• **TEKS YANG DISEDIAKAN**

Indonesiainside.id, Jakarta – Tujuan utama disyariatkan ibadah pada bulan Ramadan adalah untuk meningkatkan ketakwaan orang-orang yang beriman (QS. Al-Baqarah: 183). Takwa adalah predikat yang paling mulia di sisi Allah, bekal hidup yang diperlukan agar dapat hidup bahagia di dunia dan di akhirat.
“Berbekallah, sesungguhnya sebaik-baik bekal adalah takwa”, demikian kutipan arti surah al-Baqarah ayat 197.
Ketua Umum PP Muhammadiyah Haedar Nashir menjelaskan bahwa kata “tattaqun” cenderung dipahami sebagai hadiah yang akan didapatkan oleh orang yang telah berpuasa. Seringkali “takwa” dijelaskan sebagai pangkat, gelar, dan identitas yang melekat pada diri orang yang berpuasa. Padahal ungkapan “tattaqun” adalah proses berkelanjutan dari perilaku takwa.
“Yang ingin hendak dicapai dari puasa supaya kita menjadi orang-orang yang bertakwa. Jadi bukan ‘al-muttaqun’ tapi ‘tattaqun’, sebuah proses untuk menjadi bertakwa. Bukan identitas tapi agar kita terus membentuk diri orang yang bertakwa dengan penuh kesadaran. Kesadaran yang terus menerus itulah yang sesungguhnya sebagai transformasi kita berpuasa,” terang Haedar dalam Pengajian Ramadan bersama civitas akademik UMSU, Medan, dilutip dari Muhammadiyah.or.id, Senin (19/4).

• **DATA YANG DIBERIKAN**
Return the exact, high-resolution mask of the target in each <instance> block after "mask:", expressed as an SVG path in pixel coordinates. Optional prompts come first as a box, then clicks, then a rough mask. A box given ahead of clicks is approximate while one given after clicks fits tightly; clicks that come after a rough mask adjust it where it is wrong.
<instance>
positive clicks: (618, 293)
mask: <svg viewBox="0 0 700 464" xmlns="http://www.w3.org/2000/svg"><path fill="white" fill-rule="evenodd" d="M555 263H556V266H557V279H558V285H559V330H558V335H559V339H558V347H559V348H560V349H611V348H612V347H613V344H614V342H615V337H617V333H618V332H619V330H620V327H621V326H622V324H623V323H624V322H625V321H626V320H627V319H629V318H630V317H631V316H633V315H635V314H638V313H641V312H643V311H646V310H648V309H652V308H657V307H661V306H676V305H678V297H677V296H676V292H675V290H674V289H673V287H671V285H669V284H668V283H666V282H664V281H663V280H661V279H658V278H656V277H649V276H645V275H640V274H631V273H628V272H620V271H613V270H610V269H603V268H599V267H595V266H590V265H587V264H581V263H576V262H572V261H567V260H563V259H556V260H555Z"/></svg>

• **RINCIAN TUGAS**
Lanjutkan teks tentang puasa Ramadan dan makna takwa, mulai tepat setelah kalimat terakhirnya.

• **HASIL TUGAS**
Penjelasan Haedar ini ingin menjabarkan bahwa “tattaqun” adalah fiil mudlari, salah satu turunan kata bendanya adalah “muttaqun”. Kedua kelas kata ini mengindikasikan makna yang berbeda. Fiil mudlari menginginkan konteks aktual sebuah pekerjaan, sementara ism atau kata benda mengindikasikan makna kemapanan.
Dengan demikian, “tattaqun” bukanlah pangkat, gelar, atau identitas, yang mungkin lebih dekat kepada kata “muttaqun”. Sementara “tattaqun” mensyaratkan aktualitas riil dari sebuah perbuatan takwa. Karenanya, bila selepas Ramadan tindak takwa tidak dilanjutkan, maka “la’allakum tattaqun” tidak akan didapat; sepadan dengan kembali ke kondisi sebelum Ramadan.
Inilah yang disayangkan Haedar, di mana banyak yang berbuat baik di bulan Ramadan, tetapi setelah bulan suci itu berakhir, tidak sedikit dari kaum muslimin kembali ke titik nol. Akan tetapi di alam media sosial, Haedar mencotohkan, banyak sekali pagelaran keburukan yang dipertontonkan, di samping juga banyak konten-konten yang positif.
“Contohnya hoaks atau dusta. Dusta itu tidak diperbolehkan atau disebarkan. Tapi sudah tahu itu hoaks, masih kita posting juga. Mestinya kalau sudah tahu itu hoaks, jangan dikirim. Aib orang jangan dikirim. Ketika mengirim hoax dengan penuh kesadaran, berarti kita setuju dengan isi hoax tersebut,” kata Haedar. (Aza)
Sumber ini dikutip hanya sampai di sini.